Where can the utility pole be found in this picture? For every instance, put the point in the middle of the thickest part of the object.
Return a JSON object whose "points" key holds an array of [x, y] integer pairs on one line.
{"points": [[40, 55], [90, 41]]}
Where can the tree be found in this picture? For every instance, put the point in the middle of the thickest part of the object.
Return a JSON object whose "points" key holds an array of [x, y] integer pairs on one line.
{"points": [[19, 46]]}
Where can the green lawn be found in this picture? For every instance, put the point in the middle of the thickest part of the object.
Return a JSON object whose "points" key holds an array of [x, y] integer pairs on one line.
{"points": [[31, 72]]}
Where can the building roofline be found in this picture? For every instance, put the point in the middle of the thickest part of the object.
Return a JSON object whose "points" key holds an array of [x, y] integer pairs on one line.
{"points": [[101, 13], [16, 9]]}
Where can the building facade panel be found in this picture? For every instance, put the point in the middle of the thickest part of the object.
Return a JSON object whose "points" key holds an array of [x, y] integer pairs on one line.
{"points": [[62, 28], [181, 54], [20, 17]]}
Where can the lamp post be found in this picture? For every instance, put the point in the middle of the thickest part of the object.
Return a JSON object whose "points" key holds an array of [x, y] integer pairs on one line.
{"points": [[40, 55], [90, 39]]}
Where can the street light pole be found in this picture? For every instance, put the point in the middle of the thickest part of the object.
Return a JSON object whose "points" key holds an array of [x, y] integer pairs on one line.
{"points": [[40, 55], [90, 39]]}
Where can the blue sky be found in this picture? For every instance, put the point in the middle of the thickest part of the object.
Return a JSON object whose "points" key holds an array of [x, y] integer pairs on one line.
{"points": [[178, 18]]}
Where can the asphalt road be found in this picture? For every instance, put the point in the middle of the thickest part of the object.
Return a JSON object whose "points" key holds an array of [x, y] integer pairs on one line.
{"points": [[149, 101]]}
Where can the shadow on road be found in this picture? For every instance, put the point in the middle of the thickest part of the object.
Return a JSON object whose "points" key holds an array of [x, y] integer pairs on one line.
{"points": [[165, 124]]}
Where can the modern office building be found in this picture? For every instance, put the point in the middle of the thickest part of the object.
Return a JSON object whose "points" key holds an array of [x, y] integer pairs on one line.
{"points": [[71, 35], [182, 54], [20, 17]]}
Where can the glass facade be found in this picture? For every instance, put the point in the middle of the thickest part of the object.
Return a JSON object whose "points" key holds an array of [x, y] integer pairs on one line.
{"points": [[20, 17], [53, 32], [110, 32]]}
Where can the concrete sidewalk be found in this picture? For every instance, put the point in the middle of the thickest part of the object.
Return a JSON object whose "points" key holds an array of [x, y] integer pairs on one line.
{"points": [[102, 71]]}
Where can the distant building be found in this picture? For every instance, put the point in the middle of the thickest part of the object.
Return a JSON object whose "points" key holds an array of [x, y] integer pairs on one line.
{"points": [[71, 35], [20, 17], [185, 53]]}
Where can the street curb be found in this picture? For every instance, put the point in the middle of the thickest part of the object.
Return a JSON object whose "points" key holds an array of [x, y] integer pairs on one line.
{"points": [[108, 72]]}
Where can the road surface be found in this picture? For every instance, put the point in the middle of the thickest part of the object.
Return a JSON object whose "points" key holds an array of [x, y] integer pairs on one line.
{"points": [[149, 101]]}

· · · · · · ·

__Given task__: Retype all of the items above exactly as they stand, line for line.

__Response for this exercise__:
Where can the utility pole be found in this picture? For every instance, put the point in the middle of the thickest part of the object.
Return a JSON object whose "points" key holds an array of [x, y] integer pairs on one line.
{"points": [[40, 55], [90, 41]]}
Where can the tree be found in this picture? For every instance, put the point in the middle of the thickest part of the object.
Return a JSON object whose "points" key holds an array of [x, y] integer pairs on one line.
{"points": [[19, 46]]}
Where can the green lawn be found in this picture? For every instance, put the point in the middle of the thickest part of the object.
Return a JSON object whose "points" key holds an array of [x, y] integer pairs on one line.
{"points": [[31, 72]]}
Where can the building roofline be found in this picture? For every instance, put the point in the middle of the thickest part of the object.
Return a JSON object whose "points" key holds an array of [x, y] integer pairs on one line.
{"points": [[101, 13], [16, 9]]}
Where can the building facade panel be found in this picture? For every instance, put the point in the middle of the thickest part of the object.
Return a JSON object whose "points" key holds an array of [x, y] integer pairs on one line.
{"points": [[62, 28], [181, 54], [20, 17]]}
Where can the lamp post be found in this picture? For every instance, put the point in the middle of the thickest part of the object.
Return a JSON object whose "points" key holds an array of [x, y] integer pairs on one line.
{"points": [[40, 55], [90, 39]]}
Where can the street light pole be found in this picture? For every instance, put the point in the middle of the thickest part of the object.
Return a JSON object whose "points" key holds an array of [x, y] integer pairs on one line.
{"points": [[40, 55], [90, 39]]}
Where can the blue sky be found in this picture? For every instance, put the point in the middle of the thickest part of the object.
Return a JSON object whose "points" key holds an array of [x, y] integer pairs on one line.
{"points": [[178, 18]]}
Where can the asphalt road be found in this picture? For every instance, put the point in the middle of the thickest part of the object.
Return a JSON object whose "points" key holds an array of [x, y] integer pairs on one line.
{"points": [[149, 101]]}
Where can the shadow on road be found in this picture? For every instance, put the point in the middle of the thickest part of the object.
Return a JSON object whose "points" key holds an array of [x, y] integer pairs on one line.
{"points": [[165, 124]]}
Where can the modern office building be found in this picture? For every instance, put the point in the middle of the thickest part of the object.
Return a JSON object whose "points" key holds an array of [x, y] integer pairs on one line.
{"points": [[71, 35], [182, 54], [20, 17]]}
Where can the glass facade be found in this picture? For every instance, put the point in the middle of the thickest part of the object.
Return a JSON object whose "points" key holds an array of [x, y] integer pairs on one line.
{"points": [[20, 17], [53, 32], [110, 32]]}
Where can the concrete sidewalk be found in this picture? For every instance, put the point in the middle of the thickest part of the object.
Return a JSON object whose "points" key holds an array of [x, y] integer pairs on one line.
{"points": [[102, 71]]}
Where can the distant building be found in this picture? For every instance, put the point in the middle of the thickest part of the object.
Return a JSON object whose "points" key holds an array of [x, y] integer pairs on one line.
{"points": [[71, 35], [20, 17], [185, 53]]}
Where can the street curb be found in this picture? For every instance, put the point in the middle of the thickest part of the object.
Return a JSON object whose "points" key holds an array of [x, y] integer pairs on one line.
{"points": [[108, 72]]}
Where can the road surface be found in this picture? For every instance, put the point in the middle of the thickest part of the object.
Return a JSON object whose "points" key holds an array of [x, y] integer pairs on one line.
{"points": [[149, 101]]}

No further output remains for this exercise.